Material supplied:
*-*-*
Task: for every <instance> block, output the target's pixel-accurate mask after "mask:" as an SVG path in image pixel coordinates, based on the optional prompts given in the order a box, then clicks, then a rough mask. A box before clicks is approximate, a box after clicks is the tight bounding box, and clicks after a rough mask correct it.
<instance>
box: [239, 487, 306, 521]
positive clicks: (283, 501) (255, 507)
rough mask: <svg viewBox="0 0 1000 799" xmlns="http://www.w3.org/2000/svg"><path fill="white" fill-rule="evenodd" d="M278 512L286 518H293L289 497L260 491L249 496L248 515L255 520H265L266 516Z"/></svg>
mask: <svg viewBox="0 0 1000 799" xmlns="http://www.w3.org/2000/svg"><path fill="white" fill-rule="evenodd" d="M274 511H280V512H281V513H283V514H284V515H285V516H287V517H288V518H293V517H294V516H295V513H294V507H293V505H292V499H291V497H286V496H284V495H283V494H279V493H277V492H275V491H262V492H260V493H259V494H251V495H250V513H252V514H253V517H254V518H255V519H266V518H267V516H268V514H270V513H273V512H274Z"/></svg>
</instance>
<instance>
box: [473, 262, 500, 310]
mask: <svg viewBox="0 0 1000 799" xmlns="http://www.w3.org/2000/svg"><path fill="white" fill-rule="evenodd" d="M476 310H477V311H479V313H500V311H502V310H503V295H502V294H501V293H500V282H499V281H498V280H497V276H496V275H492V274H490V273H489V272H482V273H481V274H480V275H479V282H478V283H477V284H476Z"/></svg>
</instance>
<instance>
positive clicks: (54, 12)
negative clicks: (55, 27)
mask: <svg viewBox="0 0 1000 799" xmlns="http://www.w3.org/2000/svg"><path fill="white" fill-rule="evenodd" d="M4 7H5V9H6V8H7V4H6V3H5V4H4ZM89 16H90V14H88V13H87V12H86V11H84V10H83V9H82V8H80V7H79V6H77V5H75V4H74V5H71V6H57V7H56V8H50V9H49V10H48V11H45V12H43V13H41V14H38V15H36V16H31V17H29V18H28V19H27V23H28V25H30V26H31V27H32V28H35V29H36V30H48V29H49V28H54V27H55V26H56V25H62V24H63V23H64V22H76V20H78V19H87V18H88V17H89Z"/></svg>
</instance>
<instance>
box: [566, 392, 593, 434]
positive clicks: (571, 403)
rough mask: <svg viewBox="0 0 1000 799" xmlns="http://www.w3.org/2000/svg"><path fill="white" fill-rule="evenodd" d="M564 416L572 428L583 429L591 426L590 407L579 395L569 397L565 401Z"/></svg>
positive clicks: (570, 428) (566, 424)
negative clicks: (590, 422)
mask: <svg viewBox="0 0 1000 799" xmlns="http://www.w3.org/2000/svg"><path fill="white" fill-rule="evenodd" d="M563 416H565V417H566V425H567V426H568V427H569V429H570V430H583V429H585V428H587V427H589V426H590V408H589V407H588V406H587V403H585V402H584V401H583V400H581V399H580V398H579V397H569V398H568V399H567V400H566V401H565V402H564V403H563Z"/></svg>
*-*-*
Instructions for the task: Your answer should reproduce each line of the listing that holds the word "positive".

Output of the task:
positive clicks: (283, 501) (255, 507)
positive clicks: (54, 12)
positive clicks: (571, 403)
positive clicks: (570, 428) (566, 424)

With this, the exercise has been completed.